Reading passage:
MANDATORY section order (top → bottom):
# AI Review report (title, only once)
- Risk and Confidence on separate lines, each with its own colored badge and a brief one-line reason:
{RISK_BADGE} **Risk: {RISK_LEVEL}** — {RISK_REASON}
{CONFIDENCE_BADGE} **Confidence: {CONFIDENCE_LEVEL}** — {CONFIDENCE_REASON}
The two badges use inverted color mappings so 🟢 always means "good": Low Risk = 🟢, High Risk = 🔴; High Confidence = 🟢, Low Confidence = 🔴. Medium on either is 🟡.
## Decision — symbol + label + one-line "Why:"
## Related — bullets from context.json.WorkItems[] (or - (no linked items))
## Blockers — must-fix items, or - (None.)
## Suggestions — concrete code blocks, each with severity tag
## How it works — plain-English explanation (ALWAYS present; if sparse source material, end with (Inferred from diff; verify intent.))
## How to test — copy-pasteable steps (ALWAYS present)
## Files to review first — top 3 highest-risk paths
<details><summary>Audit details</summary> … </details> — Context, Scope, Strengths, Issues and risks, Testing, Security, Performance, Operations, Documentation, Diff overview
Anti-duplication rule (CRITICAL):
The visible block (sections 2–9) and the audit block (section 10) serve DIFFERENT audiences and must not repeat the same information:
- Suggestions (visible) ≠ Issues and risks (audit). Suggestions are actionable code changes the author can apply. Issues and risks are potential problems that don't have a concrete fix yet (open questions, design concerns). If you've written the fix, it's a Suggestion — do not also write it in Issues and risks.
- How it works (visible) ≠ Scope (audit). How it works explains intent and behaviour. Scope is the file inventory (count, paths, types of change). Do not narrate the file list in How it works.
- Why (in Decision) ≠ Strengths (audit). Why is the one-line rationale for the verdict. Strengths is the audit-level list of what the PR does well. Do not restate the verdict in Strengths.
- Related (visible) ≠ Context (audit) Work Item line. Related is the at-a-glance evidence the AI fetched + read each linked item. Context's Work Item line is the bare URL for the audit record. The audit Context section does NOT repeat the comment count.
Required content rules:
-
[AI Review] tag lives in the template's H1 (# [AI Review]). The n8n workflow's marker detection accepts the tag whether it appears alone on a line or inside an H1. Do NOT add a separate [AI Review] line above the H1 — that would render twice in the posted comment.

Raw data:
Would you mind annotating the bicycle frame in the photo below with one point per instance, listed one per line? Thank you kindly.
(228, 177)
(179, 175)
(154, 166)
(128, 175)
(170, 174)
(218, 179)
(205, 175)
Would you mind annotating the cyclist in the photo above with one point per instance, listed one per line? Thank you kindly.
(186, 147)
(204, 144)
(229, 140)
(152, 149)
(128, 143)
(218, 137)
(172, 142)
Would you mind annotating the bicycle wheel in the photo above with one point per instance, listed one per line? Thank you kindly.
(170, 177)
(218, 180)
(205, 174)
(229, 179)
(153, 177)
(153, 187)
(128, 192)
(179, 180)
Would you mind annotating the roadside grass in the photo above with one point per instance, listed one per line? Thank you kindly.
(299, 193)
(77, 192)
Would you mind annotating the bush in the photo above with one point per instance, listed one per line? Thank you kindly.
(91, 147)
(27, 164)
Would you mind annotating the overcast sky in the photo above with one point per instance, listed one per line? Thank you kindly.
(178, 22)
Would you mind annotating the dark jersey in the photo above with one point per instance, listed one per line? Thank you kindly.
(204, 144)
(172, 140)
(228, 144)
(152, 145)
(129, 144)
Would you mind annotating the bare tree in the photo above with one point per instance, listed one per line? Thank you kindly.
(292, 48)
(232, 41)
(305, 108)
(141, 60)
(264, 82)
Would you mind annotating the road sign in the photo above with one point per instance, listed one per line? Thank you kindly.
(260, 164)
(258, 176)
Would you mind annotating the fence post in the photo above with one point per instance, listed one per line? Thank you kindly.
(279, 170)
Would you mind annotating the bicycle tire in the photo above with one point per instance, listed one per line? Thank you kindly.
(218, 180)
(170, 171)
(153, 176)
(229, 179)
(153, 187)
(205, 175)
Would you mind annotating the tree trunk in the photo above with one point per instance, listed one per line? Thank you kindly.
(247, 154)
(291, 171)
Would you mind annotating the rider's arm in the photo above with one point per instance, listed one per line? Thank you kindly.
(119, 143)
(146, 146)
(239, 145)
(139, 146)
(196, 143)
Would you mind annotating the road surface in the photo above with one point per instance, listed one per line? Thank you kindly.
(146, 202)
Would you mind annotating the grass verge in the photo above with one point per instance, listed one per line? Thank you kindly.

Apply what you read:
1. From the report format text, write out the part that opens with the words containing "## Suggestions —" and closes with "steps (ALWAYS present)".
2. In the report format text, what does the Scope section of the audit block list?
3. Pick up the report format text where it stops and keep writing it.

Responses by item number:
1.
## Suggestions — concrete code blocks, each with severity tag
## How it works — plain-English explanation (ALWAYS present; if sparse source material, end with (Inferred from diff; verify intent.))
## How to test — copy-pasteable steps (ALWAYS present)

2. The file inventory: the count, paths, and types of change.

3.
-
Fill {RISK_BADGE}, {RISK_LEVEL}, {RISK_REASON}, {CONFIDENCE_BADGE}, {CONFIDENCE_LEVEL}, {CONFIDENCE_REASON}, {DECISION_SYMBOL}, {DECISION_LABEL} using the rubrics under heading 8. Never leave or delete placeholders — the badge emoji MUST be the first character on its line, before the bold label. If you omit the badge the rendered comment is missing its colour-coded severity cue. The two _REASON values are short one-line justifications (≤ ~12 words each) — e.g. Risk: "touches auth and adds a DB migration"; Confidence: "diff understood, tests reviewed, build verified".
-
## Related lists linked references using each platform's NATIVE auto-link syntax. Do not wrap in markdown links and do not append state, comment counts, or "(title unavailable)" placeholders — those add noise without information, and the platform already shows that data beneath the PR. Native syntax:
- Azure DevOps work items:
#<ItemId> (e.g. #196182)
- Azure DevOps pull requests:
!<PullRequestId> (e.g. !32147)
- GitHub issues / pull requests:
#<Number> (e.g. #123)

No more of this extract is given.